=== Section Start ===
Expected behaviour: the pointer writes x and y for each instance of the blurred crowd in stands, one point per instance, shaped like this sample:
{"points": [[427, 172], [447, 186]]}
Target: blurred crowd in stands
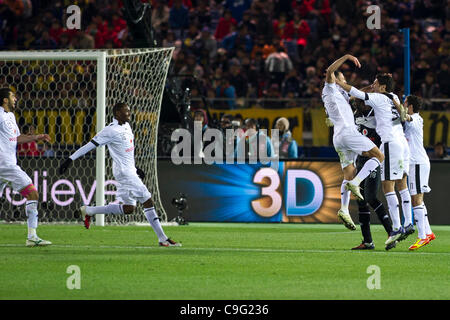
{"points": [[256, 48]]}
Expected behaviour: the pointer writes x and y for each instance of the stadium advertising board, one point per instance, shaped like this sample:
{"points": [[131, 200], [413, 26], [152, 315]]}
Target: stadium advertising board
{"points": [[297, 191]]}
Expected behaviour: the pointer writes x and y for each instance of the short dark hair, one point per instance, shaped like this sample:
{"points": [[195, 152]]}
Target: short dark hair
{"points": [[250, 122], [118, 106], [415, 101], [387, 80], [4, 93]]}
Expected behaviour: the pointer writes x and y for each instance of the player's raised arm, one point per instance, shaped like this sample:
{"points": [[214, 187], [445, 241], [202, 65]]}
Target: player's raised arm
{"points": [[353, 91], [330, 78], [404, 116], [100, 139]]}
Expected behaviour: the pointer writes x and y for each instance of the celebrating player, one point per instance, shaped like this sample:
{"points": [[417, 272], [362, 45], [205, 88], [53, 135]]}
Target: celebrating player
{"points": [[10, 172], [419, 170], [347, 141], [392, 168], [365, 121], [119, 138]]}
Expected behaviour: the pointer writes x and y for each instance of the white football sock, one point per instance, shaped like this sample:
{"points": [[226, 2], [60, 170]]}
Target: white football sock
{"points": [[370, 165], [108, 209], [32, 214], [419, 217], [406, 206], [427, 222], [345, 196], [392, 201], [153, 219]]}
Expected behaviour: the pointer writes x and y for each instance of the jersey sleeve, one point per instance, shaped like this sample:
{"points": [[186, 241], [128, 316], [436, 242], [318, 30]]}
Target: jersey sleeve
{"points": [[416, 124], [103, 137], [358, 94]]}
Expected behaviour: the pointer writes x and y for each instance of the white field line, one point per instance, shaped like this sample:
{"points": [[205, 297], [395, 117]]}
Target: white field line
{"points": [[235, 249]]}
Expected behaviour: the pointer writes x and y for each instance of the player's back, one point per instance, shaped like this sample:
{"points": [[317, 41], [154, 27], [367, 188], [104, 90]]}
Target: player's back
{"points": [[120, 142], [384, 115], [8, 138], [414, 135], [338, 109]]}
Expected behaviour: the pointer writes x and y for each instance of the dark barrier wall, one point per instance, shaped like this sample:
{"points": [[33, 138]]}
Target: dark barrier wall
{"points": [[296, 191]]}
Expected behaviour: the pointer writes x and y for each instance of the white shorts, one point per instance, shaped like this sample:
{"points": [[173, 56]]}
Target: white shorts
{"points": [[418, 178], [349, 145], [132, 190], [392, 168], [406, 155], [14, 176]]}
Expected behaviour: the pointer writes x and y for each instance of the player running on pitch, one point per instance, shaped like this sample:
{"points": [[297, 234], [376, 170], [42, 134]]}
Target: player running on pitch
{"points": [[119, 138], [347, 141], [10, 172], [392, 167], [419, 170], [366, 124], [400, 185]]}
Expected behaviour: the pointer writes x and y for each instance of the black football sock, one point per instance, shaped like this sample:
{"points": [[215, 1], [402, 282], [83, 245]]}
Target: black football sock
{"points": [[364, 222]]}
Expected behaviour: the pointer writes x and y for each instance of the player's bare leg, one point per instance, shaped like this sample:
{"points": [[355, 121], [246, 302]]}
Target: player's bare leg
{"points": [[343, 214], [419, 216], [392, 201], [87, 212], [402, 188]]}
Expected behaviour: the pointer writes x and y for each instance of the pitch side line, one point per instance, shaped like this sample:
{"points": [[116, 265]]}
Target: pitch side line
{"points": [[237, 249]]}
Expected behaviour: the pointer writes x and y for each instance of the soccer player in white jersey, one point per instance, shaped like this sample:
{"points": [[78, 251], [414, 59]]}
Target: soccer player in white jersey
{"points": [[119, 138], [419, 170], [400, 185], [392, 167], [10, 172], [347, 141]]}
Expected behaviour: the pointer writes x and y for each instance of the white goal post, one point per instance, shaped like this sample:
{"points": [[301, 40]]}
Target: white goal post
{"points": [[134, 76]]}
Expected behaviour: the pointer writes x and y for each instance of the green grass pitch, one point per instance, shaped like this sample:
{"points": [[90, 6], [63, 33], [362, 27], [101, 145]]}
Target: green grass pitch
=== Section End ===
Prompt
Which lines above contain the word "grass"? List them.

Solved problem
Expected behaviour: the pointer writes x and y for each instance of the green grass pitch, one point per instance, shaped like this sample:
Target: green grass pitch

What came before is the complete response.